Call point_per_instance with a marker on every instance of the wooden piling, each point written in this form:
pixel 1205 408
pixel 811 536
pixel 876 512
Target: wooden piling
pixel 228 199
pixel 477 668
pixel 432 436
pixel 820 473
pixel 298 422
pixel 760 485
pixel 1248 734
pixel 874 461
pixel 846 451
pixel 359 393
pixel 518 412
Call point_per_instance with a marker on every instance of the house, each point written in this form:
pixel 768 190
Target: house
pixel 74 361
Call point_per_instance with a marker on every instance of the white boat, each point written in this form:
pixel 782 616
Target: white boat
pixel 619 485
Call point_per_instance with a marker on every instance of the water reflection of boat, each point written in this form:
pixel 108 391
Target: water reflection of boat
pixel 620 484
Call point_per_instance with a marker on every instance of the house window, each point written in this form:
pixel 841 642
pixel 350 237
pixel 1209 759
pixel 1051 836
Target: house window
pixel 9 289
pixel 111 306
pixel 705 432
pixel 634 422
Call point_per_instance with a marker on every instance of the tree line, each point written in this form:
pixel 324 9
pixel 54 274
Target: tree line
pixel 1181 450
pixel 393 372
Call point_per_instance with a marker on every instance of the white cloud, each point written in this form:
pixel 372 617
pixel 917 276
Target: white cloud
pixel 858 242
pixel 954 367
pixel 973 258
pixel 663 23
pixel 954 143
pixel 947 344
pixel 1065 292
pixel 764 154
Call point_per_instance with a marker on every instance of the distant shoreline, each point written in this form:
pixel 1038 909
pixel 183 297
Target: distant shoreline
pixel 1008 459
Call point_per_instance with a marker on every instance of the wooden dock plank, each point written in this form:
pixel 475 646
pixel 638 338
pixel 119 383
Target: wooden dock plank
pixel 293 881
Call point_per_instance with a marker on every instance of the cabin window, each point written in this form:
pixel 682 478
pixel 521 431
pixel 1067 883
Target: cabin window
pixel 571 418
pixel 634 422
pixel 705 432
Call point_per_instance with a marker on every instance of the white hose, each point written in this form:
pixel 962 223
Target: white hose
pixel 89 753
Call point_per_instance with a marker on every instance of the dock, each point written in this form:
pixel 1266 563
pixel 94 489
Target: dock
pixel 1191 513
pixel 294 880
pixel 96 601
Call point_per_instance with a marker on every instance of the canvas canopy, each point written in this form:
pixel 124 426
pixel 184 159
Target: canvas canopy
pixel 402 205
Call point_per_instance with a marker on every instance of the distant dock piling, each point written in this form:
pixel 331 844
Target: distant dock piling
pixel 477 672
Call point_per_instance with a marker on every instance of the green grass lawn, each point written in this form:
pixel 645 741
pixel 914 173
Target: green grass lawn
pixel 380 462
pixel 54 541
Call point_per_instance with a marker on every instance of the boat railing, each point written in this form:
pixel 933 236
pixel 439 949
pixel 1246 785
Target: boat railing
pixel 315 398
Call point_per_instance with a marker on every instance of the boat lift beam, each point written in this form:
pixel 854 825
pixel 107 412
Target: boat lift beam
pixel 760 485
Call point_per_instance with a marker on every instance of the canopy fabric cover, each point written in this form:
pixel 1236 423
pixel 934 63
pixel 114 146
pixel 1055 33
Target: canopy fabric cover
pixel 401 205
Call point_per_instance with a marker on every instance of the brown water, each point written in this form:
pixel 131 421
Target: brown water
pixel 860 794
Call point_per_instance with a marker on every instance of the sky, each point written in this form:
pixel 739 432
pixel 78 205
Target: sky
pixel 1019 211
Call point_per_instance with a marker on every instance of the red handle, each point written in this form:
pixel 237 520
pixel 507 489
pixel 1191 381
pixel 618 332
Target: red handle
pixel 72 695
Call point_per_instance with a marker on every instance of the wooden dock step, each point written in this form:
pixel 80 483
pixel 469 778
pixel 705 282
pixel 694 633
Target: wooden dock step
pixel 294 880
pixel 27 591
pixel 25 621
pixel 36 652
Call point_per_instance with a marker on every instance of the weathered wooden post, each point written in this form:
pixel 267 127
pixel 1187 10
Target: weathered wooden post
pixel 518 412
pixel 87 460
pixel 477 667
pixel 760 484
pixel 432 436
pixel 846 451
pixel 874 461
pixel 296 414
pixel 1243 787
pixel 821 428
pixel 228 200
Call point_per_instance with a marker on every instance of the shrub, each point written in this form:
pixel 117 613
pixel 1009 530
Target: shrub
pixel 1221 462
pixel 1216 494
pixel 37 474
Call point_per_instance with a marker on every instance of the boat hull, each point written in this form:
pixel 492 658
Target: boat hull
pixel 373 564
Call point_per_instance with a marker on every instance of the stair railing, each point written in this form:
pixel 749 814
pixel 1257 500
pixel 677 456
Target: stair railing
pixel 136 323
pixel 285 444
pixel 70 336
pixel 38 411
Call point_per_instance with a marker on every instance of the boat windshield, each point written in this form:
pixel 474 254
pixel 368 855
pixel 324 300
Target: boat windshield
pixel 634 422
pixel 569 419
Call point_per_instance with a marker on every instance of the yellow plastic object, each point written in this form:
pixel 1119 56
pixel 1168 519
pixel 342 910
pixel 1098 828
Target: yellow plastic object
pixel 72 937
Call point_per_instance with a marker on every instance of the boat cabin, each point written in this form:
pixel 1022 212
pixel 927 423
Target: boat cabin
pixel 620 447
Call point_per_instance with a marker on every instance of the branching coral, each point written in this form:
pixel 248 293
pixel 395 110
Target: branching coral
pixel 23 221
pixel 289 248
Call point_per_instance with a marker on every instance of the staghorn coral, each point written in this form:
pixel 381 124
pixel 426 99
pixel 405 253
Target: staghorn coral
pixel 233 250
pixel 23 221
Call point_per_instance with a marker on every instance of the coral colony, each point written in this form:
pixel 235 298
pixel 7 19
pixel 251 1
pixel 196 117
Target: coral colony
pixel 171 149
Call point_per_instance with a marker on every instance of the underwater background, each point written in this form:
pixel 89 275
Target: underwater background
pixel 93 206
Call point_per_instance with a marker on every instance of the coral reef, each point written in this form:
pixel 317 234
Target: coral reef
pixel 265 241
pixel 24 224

---

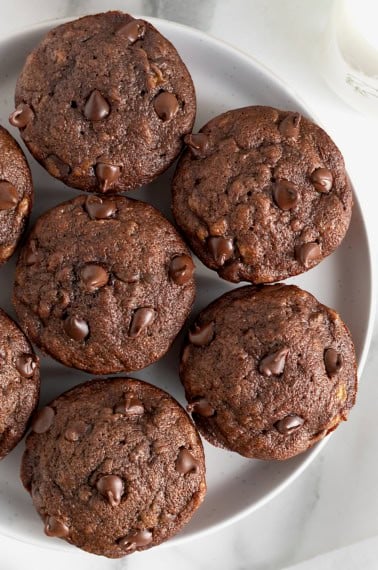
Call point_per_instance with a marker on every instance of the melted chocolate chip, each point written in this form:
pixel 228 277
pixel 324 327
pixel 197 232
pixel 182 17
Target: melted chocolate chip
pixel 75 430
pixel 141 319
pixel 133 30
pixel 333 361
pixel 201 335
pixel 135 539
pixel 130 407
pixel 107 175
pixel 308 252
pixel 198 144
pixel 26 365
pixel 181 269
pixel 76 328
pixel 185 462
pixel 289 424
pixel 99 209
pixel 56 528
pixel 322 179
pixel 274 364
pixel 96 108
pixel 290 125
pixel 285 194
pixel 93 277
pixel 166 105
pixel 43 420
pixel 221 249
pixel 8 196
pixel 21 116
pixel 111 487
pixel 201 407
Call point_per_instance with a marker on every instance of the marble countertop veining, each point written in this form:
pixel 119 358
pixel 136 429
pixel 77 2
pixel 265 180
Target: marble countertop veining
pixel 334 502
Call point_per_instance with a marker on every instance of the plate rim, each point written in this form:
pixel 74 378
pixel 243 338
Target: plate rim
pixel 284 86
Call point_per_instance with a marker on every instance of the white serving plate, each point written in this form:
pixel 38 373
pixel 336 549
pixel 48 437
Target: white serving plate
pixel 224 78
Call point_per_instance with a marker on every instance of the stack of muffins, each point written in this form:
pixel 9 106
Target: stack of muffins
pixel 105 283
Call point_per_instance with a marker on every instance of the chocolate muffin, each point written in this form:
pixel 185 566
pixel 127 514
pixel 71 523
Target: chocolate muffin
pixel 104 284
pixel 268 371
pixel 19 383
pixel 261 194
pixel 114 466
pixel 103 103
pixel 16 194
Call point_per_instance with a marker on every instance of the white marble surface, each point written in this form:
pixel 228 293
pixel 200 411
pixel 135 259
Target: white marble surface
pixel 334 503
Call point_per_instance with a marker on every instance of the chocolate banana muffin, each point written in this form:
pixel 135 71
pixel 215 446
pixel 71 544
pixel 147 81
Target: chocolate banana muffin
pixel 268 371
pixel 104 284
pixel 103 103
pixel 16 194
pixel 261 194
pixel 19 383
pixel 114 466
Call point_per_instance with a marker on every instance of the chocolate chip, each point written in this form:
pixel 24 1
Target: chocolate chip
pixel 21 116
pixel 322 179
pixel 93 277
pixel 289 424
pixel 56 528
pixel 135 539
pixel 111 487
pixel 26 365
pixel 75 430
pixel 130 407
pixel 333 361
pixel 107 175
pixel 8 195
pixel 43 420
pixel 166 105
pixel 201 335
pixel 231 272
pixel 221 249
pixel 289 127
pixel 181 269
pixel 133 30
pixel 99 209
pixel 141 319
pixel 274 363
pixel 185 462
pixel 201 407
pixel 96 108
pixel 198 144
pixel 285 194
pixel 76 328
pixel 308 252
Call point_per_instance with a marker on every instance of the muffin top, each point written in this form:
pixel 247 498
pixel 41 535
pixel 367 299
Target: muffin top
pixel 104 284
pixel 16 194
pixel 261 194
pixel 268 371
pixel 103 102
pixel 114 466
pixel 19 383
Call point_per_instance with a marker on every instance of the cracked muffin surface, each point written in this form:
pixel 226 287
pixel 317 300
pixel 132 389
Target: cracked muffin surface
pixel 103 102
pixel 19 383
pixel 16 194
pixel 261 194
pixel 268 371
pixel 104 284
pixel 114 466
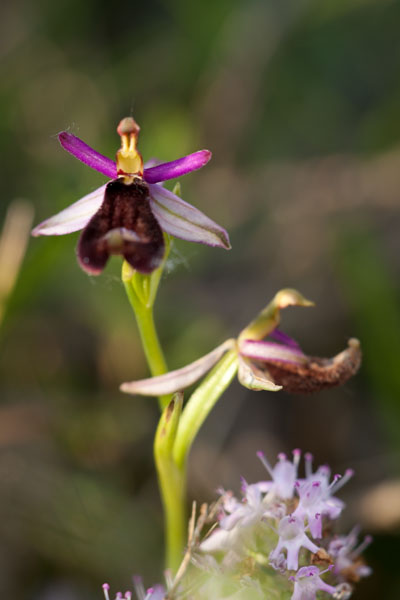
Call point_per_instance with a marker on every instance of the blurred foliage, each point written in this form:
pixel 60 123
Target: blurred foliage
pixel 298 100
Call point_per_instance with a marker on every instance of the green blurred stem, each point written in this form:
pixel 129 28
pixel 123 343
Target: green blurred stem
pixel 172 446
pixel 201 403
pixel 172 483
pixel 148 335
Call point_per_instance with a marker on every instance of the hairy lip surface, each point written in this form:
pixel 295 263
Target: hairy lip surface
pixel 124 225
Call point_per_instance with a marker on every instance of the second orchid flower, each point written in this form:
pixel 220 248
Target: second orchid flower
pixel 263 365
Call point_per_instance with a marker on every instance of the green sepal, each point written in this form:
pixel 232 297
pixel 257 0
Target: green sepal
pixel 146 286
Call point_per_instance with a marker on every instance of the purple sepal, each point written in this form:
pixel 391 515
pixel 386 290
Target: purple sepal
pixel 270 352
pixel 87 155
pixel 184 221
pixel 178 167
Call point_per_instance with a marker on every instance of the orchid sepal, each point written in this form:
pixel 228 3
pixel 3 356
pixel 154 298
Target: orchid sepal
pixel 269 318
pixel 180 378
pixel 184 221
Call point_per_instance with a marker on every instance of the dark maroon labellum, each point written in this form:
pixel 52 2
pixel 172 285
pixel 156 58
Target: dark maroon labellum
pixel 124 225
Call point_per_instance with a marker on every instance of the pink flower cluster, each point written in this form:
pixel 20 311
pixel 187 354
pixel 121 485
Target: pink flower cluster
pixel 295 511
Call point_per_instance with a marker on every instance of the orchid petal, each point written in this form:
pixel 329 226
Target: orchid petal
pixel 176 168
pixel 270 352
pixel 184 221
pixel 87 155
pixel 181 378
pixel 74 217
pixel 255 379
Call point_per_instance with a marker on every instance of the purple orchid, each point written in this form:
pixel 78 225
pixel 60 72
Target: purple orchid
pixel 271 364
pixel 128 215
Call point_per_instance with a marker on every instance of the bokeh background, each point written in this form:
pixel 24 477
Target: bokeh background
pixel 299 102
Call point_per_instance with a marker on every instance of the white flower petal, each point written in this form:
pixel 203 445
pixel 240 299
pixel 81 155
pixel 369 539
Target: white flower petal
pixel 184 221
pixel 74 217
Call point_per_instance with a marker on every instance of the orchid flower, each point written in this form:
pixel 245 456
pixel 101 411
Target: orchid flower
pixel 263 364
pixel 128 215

---

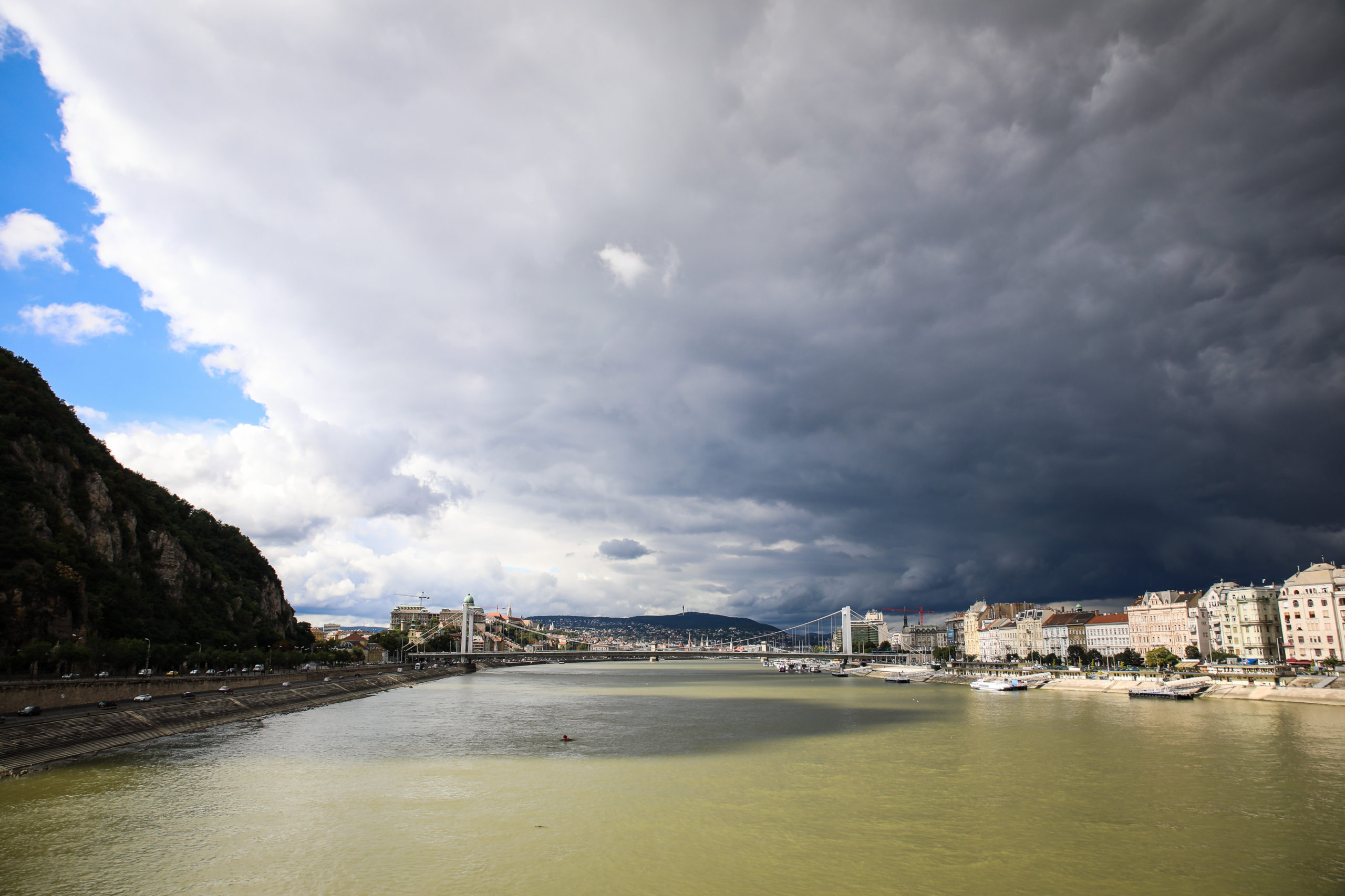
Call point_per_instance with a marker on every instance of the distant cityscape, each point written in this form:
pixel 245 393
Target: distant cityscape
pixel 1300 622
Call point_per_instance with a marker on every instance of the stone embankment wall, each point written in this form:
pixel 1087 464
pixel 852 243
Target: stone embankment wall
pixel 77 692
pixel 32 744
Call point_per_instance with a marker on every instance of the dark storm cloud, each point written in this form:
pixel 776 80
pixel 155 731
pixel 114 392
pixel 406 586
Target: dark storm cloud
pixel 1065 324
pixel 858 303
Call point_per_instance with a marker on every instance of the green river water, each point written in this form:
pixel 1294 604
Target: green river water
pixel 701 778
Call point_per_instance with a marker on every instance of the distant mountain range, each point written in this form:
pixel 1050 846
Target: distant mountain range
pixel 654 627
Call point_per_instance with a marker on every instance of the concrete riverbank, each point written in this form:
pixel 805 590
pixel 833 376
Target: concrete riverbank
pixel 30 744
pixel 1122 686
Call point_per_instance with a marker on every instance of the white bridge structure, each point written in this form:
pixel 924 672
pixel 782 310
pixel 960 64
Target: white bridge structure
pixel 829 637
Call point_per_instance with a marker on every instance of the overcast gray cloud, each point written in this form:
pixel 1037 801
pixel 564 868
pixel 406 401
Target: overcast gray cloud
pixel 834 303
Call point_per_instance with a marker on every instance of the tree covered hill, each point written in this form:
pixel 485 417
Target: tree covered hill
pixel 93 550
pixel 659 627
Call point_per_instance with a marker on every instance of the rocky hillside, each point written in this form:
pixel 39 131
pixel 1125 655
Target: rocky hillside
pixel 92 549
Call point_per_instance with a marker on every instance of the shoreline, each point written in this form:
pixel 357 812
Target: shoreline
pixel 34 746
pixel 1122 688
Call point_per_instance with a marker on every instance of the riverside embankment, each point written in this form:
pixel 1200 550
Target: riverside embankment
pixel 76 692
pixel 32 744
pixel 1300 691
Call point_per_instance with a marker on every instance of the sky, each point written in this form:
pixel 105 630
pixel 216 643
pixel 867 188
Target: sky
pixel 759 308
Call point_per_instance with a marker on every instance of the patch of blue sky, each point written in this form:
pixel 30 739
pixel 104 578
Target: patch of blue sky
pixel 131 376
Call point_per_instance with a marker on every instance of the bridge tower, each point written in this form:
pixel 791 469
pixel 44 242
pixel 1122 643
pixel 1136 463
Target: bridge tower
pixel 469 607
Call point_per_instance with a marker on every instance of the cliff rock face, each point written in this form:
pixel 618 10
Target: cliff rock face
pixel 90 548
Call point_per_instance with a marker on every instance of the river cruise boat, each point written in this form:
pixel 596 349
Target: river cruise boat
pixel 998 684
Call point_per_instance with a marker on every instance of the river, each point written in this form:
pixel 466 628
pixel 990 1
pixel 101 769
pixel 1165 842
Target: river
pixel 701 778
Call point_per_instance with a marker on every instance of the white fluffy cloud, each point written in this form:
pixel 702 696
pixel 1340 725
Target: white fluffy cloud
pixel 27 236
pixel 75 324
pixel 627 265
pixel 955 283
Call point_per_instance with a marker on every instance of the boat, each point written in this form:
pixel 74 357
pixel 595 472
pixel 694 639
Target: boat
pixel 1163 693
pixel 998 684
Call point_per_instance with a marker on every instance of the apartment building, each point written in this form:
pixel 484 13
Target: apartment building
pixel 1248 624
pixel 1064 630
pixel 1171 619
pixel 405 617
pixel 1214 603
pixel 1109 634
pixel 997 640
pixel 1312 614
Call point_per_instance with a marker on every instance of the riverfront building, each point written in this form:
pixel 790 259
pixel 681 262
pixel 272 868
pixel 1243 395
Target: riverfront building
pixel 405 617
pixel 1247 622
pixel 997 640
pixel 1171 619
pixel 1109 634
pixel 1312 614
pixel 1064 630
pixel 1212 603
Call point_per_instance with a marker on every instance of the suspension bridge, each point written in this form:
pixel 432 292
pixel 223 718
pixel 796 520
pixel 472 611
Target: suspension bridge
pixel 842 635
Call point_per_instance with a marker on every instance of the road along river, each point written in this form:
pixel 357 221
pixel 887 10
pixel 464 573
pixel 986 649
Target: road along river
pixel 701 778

• [AIM OF THE EXERCISE] Copy out, word for word, the lines of the records from the one containing "wooden piling, each" through the one containing "pixel 620 484", both of those lines included.

• [EXERCISE RESPONSE]
Call point_per_instance with a marker on every instance of the wooden piling, each point written in this form:
pixel 1205 408
pixel 811 536
pixel 876 512
Target: wooden piling
pixel 228 199
pixel 477 668
pixel 432 436
pixel 820 473
pixel 298 422
pixel 760 485
pixel 1248 734
pixel 874 461
pixel 846 451
pixel 359 393
pixel 518 412
Call point_per_instance with a marker on every instance of the house, each point written in this form:
pixel 768 190
Target: house
pixel 74 361
Call point_per_instance with a marker on every instance of the white boat, each point written in this form:
pixel 782 616
Target: white boat
pixel 619 485
Call point_per_instance with a marker on every instance of the water reflection of boat, each point written in this form:
pixel 108 391
Target: water reflection of boat
pixel 620 484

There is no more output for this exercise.